## Assigned task
Output all the records below, word for word.

## Material provided
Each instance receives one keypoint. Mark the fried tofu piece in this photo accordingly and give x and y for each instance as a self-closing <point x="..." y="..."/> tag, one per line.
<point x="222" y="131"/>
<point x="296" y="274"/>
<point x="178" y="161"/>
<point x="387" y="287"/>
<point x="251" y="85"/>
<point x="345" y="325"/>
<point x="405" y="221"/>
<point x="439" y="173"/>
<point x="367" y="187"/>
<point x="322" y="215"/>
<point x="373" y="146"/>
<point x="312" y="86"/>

## Solution for this exercise
Each instance receives one keypoint. Mark the fried tofu piece in this photo accordingly and give x and y for each instance as a self-closing <point x="..." y="..."/> tag, one per line.
<point x="222" y="131"/>
<point x="296" y="274"/>
<point x="178" y="161"/>
<point x="387" y="287"/>
<point x="251" y="85"/>
<point x="345" y="325"/>
<point x="405" y="221"/>
<point x="439" y="173"/>
<point x="367" y="187"/>
<point x="322" y="215"/>
<point x="373" y="146"/>
<point x="312" y="86"/>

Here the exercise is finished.